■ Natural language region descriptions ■
· · · ·

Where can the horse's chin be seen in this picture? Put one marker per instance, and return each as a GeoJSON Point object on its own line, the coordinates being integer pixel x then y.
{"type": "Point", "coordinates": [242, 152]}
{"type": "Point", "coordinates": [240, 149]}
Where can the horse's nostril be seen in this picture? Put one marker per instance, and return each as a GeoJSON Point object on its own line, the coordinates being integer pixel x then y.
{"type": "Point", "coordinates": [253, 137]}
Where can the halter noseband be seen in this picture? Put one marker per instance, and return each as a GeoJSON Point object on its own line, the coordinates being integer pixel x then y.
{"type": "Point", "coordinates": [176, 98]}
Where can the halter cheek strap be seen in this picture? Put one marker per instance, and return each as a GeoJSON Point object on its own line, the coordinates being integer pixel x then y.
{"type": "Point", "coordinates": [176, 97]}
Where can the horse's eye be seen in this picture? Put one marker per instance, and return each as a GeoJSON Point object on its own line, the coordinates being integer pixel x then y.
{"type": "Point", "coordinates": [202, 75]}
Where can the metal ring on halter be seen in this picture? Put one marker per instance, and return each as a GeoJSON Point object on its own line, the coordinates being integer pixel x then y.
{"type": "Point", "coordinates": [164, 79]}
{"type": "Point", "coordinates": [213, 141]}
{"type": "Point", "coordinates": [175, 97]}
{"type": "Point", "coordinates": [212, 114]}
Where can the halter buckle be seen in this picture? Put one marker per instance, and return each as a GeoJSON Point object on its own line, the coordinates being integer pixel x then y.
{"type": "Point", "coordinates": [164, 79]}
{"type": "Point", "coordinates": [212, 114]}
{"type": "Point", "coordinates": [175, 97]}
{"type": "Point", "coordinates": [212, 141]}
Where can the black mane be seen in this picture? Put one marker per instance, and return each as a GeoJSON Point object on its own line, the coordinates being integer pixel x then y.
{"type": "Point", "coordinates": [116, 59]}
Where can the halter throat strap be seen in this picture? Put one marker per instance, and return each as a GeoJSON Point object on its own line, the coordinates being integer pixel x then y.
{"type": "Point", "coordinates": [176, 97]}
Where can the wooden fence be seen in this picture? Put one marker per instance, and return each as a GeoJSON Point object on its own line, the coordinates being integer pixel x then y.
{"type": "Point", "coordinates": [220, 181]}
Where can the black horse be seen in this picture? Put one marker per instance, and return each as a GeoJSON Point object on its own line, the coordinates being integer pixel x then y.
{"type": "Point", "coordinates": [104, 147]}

· · · ·

■ Work request ■
Each line above needs to be written out again exactly.

■ Reply to the exercise ■
Where can the horse's chin be seen in this picture? Put one marker per instance, and return each as a GeoJSON Point object on its own line, the coordinates being integer pixel x then y.
{"type": "Point", "coordinates": [242, 152]}
{"type": "Point", "coordinates": [240, 149]}
Where can the horse's nostril be seen in this picture? Put one marker per instance, and return each as a GeoJSON Point object on its own line, the coordinates being integer pixel x then y.
{"type": "Point", "coordinates": [253, 137]}
Where can the halter noseband be seen in this picture? Put one marker per instance, and return each as a GeoJSON Point object on its own line, the coordinates being integer pixel x then y.
{"type": "Point", "coordinates": [176, 98]}
Where can the halter cheek strap be seen in this picture? Put one marker per instance, and return each as a GeoJSON Point object on its own line, the coordinates being integer pixel x then y.
{"type": "Point", "coordinates": [176, 97]}
Where can the horse's eye be seen in this picture? Put one marker per instance, and return each as a GeoJSON Point object on its own line, the coordinates being integer pixel x then y.
{"type": "Point", "coordinates": [202, 75]}
Where can the metal ring on halter be seen in this picture? Put one marker per instance, and return each as a GeoJSON Point object on its own line, the coordinates being integer pixel x then y.
{"type": "Point", "coordinates": [164, 79]}
{"type": "Point", "coordinates": [213, 141]}
{"type": "Point", "coordinates": [175, 97]}
{"type": "Point", "coordinates": [212, 114]}
Where can the halter buckle be seen in this picture? Put one marker per instance, and return each as a GeoJSON Point object on its own line, the coordinates being integer pixel x then y.
{"type": "Point", "coordinates": [164, 79]}
{"type": "Point", "coordinates": [212, 114]}
{"type": "Point", "coordinates": [175, 97]}
{"type": "Point", "coordinates": [212, 141]}
Where can the black mane be seen in this picture? Put one marker per instance, and return each as a GeoJSON Point object on its own line, the coordinates being integer pixel x then y.
{"type": "Point", "coordinates": [116, 59]}
Where can the halter throat strap be seen in this picture? Put one marker per instance, and return each as a GeoJSON Point object on its own line, the coordinates being integer pixel x then y.
{"type": "Point", "coordinates": [176, 97]}
Where can the wooden fence be seen in this picture? Put one marker per instance, and return each as a GeoJSON Point object on its own line, the coordinates being integer pixel x then y.
{"type": "Point", "coordinates": [220, 181]}
Where can the black horse be seen in this picture? Put one marker per instance, and return each as a GeoJSON Point object on its own line, the coordinates being integer pixel x then y.
{"type": "Point", "coordinates": [104, 147]}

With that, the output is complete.